- _About this task_
Exactly reproduce the line containing "Find the smaller" together with every line after it, through the end of the entries, and give nothing more.

- _Supplied material_
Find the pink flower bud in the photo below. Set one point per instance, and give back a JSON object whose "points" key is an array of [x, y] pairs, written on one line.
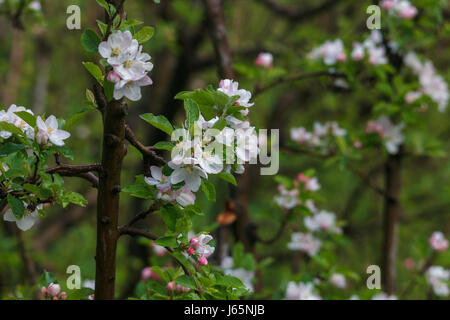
{"points": [[341, 57], [194, 242], [113, 77], [387, 4], [202, 261], [146, 273], [54, 289], [409, 13], [170, 286]]}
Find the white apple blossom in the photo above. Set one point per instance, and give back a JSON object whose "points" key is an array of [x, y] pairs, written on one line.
{"points": [[203, 248], [391, 134], [190, 173], [118, 48], [399, 8], [330, 52], [288, 199], [432, 84], [158, 179], [338, 280], [383, 296], [323, 220], [28, 219], [301, 291], [438, 241], [304, 242], [48, 130], [231, 88], [131, 89], [300, 135]]}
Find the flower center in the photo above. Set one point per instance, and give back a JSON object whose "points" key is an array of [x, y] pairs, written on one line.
{"points": [[115, 52]]}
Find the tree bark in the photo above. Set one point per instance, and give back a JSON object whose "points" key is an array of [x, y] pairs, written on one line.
{"points": [[391, 216], [114, 150]]}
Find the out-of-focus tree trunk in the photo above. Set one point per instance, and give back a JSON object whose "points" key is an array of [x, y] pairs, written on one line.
{"points": [[391, 216], [12, 82]]}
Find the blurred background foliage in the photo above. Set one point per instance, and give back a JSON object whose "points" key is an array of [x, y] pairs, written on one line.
{"points": [[40, 68]]}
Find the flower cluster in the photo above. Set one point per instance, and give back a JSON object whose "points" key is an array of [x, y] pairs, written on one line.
{"points": [[438, 241], [438, 278], [432, 84], [244, 275], [200, 249], [400, 8], [265, 60], [372, 47], [301, 291], [197, 155], [129, 65], [320, 136], [46, 131], [53, 292], [330, 52], [391, 134]]}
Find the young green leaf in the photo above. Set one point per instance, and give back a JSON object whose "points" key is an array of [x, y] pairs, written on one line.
{"points": [[16, 205], [192, 111], [94, 70], [160, 122], [90, 41], [209, 190]]}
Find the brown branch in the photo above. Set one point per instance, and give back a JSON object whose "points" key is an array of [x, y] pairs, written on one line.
{"points": [[80, 171], [295, 13], [16, 18], [142, 215], [148, 153], [296, 77]]}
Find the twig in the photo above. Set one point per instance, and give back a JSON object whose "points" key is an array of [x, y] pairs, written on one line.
{"points": [[125, 230], [296, 77], [295, 13], [148, 153]]}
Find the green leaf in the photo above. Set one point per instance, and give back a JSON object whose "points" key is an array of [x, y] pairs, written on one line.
{"points": [[78, 116], [16, 205], [145, 34], [9, 148], [186, 282], [94, 70], [209, 190], [5, 126], [192, 111], [90, 41], [109, 90], [169, 215], [103, 27], [164, 145], [167, 242], [230, 281], [27, 117], [130, 23], [160, 122], [227, 177], [103, 4], [75, 198]]}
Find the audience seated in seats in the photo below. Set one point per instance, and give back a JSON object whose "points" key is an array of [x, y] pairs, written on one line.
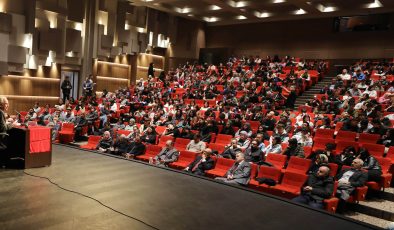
{"points": [[120, 146], [294, 149], [167, 155], [135, 148], [105, 143], [274, 147], [239, 173], [202, 163], [370, 164], [196, 145], [253, 153], [320, 160], [349, 179], [231, 149], [319, 186]]}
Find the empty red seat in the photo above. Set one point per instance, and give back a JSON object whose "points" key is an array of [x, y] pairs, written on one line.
{"points": [[223, 139], [374, 149], [150, 151], [92, 142], [184, 159], [164, 139], [218, 147], [320, 143], [324, 133], [221, 167], [298, 165], [290, 186], [181, 143], [368, 138], [341, 145], [66, 134], [265, 172], [346, 136], [277, 160]]}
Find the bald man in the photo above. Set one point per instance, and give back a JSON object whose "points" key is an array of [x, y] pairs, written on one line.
{"points": [[5, 125], [319, 186]]}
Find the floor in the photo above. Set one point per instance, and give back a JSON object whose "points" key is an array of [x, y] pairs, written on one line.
{"points": [[162, 198]]}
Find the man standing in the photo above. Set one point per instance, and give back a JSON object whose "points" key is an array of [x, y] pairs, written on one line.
{"points": [[318, 187], [66, 88], [201, 163], [239, 173], [5, 125], [88, 86]]}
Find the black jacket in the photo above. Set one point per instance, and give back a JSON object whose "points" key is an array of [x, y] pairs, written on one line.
{"points": [[322, 188], [200, 170], [358, 179]]}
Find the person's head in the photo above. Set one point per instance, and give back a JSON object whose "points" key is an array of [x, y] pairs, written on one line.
{"points": [[106, 135], [197, 138], [323, 171], [243, 135], [4, 103], [357, 163], [169, 144], [207, 152], [239, 156]]}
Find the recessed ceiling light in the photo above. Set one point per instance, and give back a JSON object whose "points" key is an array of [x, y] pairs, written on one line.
{"points": [[211, 19], [238, 4], [262, 14], [214, 7], [300, 11], [185, 10], [375, 4]]}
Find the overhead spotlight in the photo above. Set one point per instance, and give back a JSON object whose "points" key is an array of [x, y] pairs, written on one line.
{"points": [[375, 4], [300, 11]]}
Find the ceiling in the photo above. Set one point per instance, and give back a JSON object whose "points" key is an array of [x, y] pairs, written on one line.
{"points": [[228, 12]]}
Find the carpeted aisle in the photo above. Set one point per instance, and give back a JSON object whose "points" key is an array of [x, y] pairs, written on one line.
{"points": [[159, 197]]}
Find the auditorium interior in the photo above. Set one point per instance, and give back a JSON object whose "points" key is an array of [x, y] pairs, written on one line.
{"points": [[196, 114]]}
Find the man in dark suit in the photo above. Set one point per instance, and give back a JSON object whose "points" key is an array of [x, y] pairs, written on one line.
{"points": [[5, 125], [319, 186], [168, 155], [349, 179], [239, 173], [202, 163]]}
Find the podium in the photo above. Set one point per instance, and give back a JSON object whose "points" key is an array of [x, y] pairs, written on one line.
{"points": [[32, 144]]}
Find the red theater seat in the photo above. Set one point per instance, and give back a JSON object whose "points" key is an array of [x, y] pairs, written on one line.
{"points": [[298, 165], [151, 151], [221, 167], [184, 159], [92, 142], [290, 186]]}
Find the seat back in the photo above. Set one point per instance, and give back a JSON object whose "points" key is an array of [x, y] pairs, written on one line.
{"points": [[299, 164], [270, 172], [294, 179], [374, 149], [324, 133], [223, 138], [346, 135], [278, 160], [368, 138]]}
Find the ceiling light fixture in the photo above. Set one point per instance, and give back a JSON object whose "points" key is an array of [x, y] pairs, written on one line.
{"points": [[215, 7], [262, 14], [300, 11], [211, 19], [375, 4]]}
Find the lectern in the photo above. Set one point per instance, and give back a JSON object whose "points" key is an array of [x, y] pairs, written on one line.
{"points": [[32, 144]]}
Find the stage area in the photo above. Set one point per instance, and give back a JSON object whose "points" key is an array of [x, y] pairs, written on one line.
{"points": [[162, 198]]}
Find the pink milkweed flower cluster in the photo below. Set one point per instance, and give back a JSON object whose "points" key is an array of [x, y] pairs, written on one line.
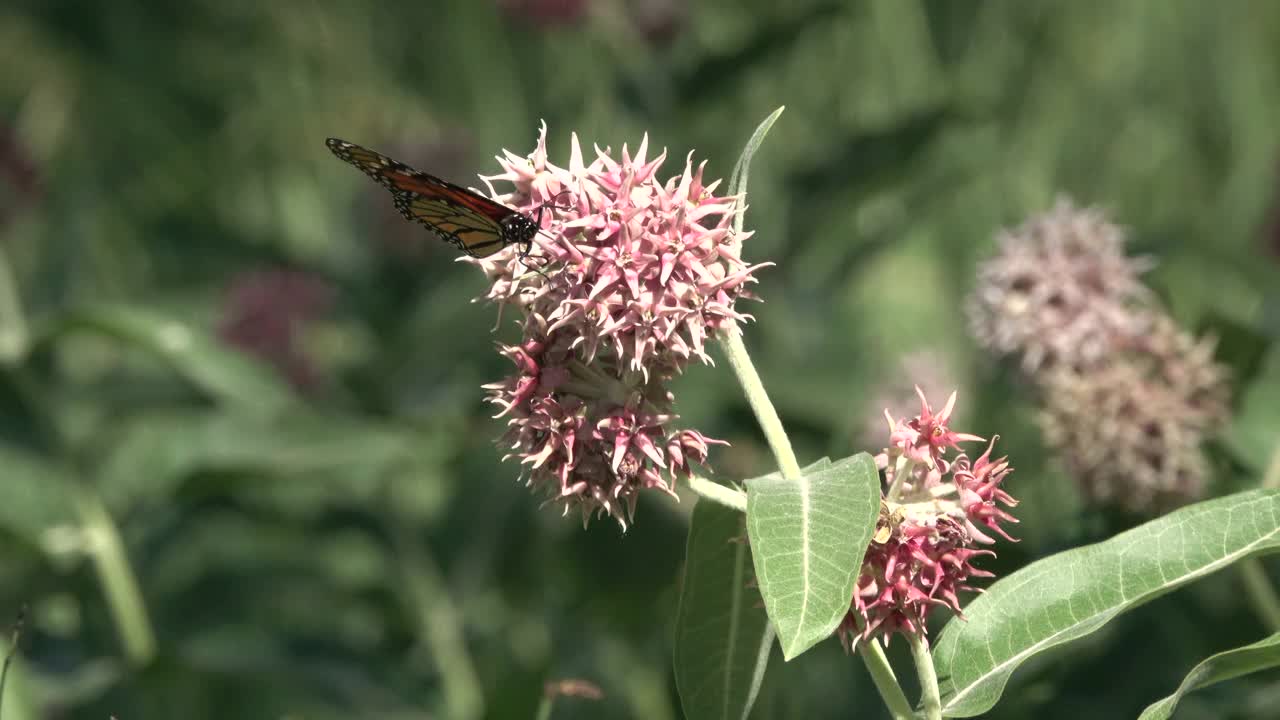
{"points": [[935, 514], [630, 278]]}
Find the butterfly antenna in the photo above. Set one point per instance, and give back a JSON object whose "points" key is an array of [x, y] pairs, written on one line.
{"points": [[13, 648]]}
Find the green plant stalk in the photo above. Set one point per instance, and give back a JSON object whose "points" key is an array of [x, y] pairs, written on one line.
{"points": [[119, 582], [718, 493], [759, 400], [13, 327], [544, 707], [931, 701], [886, 683]]}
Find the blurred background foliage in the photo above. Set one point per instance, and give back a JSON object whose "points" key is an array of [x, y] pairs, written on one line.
{"points": [[233, 374]]}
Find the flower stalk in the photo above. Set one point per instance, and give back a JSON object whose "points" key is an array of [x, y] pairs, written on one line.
{"points": [[931, 701], [886, 683]]}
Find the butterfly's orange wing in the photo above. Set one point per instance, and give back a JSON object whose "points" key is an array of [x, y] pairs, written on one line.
{"points": [[470, 222]]}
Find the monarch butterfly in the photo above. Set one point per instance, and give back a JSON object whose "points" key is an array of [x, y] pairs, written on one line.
{"points": [[465, 219]]}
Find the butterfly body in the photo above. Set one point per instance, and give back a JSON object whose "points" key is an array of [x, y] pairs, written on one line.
{"points": [[469, 220]]}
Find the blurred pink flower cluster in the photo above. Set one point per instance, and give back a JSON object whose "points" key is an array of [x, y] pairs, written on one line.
{"points": [[266, 313], [1128, 396], [935, 511], [634, 274]]}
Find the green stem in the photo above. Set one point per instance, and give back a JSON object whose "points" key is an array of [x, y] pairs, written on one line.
{"points": [[886, 683], [544, 707], [119, 583], [1261, 593], [759, 400], [931, 701], [718, 493]]}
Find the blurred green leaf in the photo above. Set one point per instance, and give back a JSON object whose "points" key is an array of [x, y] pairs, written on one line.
{"points": [[152, 454], [1262, 655], [13, 326], [808, 540], [722, 636], [36, 493], [224, 374], [1073, 593]]}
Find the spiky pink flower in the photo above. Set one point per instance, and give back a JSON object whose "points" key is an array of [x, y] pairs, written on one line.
{"points": [[933, 514], [926, 438], [588, 436], [645, 268], [634, 274]]}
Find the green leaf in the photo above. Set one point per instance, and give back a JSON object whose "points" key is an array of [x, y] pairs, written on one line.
{"points": [[1262, 655], [218, 370], [737, 181], [1073, 593], [36, 493], [722, 636], [808, 540]]}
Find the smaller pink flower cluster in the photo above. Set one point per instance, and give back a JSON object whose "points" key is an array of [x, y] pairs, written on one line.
{"points": [[933, 513], [634, 276], [592, 437]]}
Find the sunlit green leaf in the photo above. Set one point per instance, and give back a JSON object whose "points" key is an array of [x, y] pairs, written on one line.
{"points": [[808, 540], [1262, 655], [722, 636], [1073, 593]]}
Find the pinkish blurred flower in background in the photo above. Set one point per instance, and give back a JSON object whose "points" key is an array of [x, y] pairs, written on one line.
{"points": [[1128, 396], [1060, 291], [265, 314], [935, 514], [635, 276]]}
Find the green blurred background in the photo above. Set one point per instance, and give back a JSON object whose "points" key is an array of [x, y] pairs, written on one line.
{"points": [[330, 533]]}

- _Answer to this problem_
Find the smaller pink flower cluster in the photo above. Set one point per instance, and give back a JSON object whose "points" key is an array of [x, y] pairs, written on one line.
{"points": [[933, 513], [634, 276], [592, 437]]}
Find the sunlit green leaf in the photo above. Set one point per instance, and give back a JSON object whose "points" key is an array of [x, y] pairs, written on one line.
{"points": [[808, 540], [1262, 655], [722, 636], [1073, 593]]}
Find the pinkish blurred flower in background in the photo above. Set one point per instance, and give back a JSON object whose "points" key is an array of [x, y] pairs, written on one line.
{"points": [[1128, 396], [1060, 291], [265, 314], [935, 514], [635, 276]]}
Find the green blurred background in the photo above. Set one point per instance, and give back a JSON object whose "points" key is an array of [x, y] pairs, written on one line.
{"points": [[330, 533]]}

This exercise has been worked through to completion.